» Excerpt to read:
+--

Sequencing Data Analysis
Raw sequencing reads were mapped against the reference sequence MN908947.3 using BWA-MEM v0.7.12-r1039 (Li and Durbin, 2009). Mapping statistics were calculated via samtools flagstat (samtools v1.10) (Li et al., 2009). Coverage was assessed by generating a coverage plot for each sample illustrating percent coverage across the genome via deepTools plotCoverage v3.4.3 (Ramirez et al., 2014). Samples with 60x or less coverage at the 90% percentile were excluded from downstream analysis. Average coverage for the 179 samples passing filter was approximately 3000x. Variant calling was performed using Freebayes v1.3.2-40-gcce27fc with standard filters and ploidy of 1. Variant calls were further filtered via bcftools vcffilter (bcftools v1.10.2-61) with parameters requiring a quality score > 3000, minimum read depth > 100, and minor allele frequency >= 0.5. Remaining variants passing filter were annotated via SnpEff v4.3 (Cingolani et al., 2012). The resulting variant calling file was used in conjunction with reference genome MN908947.3 to construct a consensus genome for each sample via bcftools consensus. Consensus sequences were manually assessed for variant call accuracy using Geneious Prime v2020.1.2 to confirm accuracy before submission to GISAID. SARS-CoV-2 genotype diversity was assessed by extracting variant calls from annotated VCFs using a custom Python script and generating plots using custom R scripts.
Variance Significance
Variants from Variant Call Files (vcfs) are mapped into an Ns × M indicator matrix is where Ns is the number of samples while M is the number of unique variants in the sample set. Initially, Ns = 181 and M = 233. We filter out all variants that do not appear in at least 11 samples. On the remaining variants we calculate the Pearson Correlation matrix and find any groups of variants that are perfected correlated or anticorrelated. From these groups we filter out all but the first variant. Significance (p values) is first calculated using Fisher’s Exact Test for two-tailed distributions. To correct for multiple-hypothesis tests we adjust the p values using the Benjamini-Hochberg correction with a family-wise error rate of 0.1. For further validation, we apply a permutation correction (with number of permutations= 20000) along with Fisher’s Exact Test to correct the p value. Finally, we calculate a final set of p values using a logistic regression model.

+--

» Extracted information:

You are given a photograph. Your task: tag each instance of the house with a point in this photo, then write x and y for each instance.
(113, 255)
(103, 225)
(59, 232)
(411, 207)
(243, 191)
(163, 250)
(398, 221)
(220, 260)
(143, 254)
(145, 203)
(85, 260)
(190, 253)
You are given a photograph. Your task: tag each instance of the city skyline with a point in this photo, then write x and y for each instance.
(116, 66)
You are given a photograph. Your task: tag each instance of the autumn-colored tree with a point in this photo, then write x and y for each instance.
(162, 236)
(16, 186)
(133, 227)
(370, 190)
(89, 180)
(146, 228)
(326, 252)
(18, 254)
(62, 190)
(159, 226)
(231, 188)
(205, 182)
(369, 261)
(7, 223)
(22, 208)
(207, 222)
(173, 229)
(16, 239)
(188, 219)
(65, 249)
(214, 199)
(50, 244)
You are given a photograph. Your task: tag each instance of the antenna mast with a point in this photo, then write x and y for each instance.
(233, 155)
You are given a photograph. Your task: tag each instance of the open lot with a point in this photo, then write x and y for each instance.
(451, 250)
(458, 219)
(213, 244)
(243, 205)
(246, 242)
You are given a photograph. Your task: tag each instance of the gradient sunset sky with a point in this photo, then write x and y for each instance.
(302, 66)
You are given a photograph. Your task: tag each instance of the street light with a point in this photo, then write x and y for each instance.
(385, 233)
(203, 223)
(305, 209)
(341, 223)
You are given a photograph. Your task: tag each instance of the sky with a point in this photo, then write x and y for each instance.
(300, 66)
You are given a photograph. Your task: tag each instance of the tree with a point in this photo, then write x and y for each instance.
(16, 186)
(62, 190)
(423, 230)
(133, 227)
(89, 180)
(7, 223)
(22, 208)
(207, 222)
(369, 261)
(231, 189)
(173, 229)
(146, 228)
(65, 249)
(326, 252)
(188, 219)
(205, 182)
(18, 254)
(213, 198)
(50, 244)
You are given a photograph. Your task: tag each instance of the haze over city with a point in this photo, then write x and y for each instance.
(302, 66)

+--

» The problem:
Answer these questions from the sequencing methods excerpt:
1. Which tool and version mapped the raw sequencing reads against the reference sequence?
2. What minimum read depth did the bcftools vcffilter parameters require?
3. How many permutations were used in the permutation correction?
The entries are not needed for what follows.

» Answer box:
1. BWA-MEM v0.7.12-r1039
2. Greater than 100
3. 20000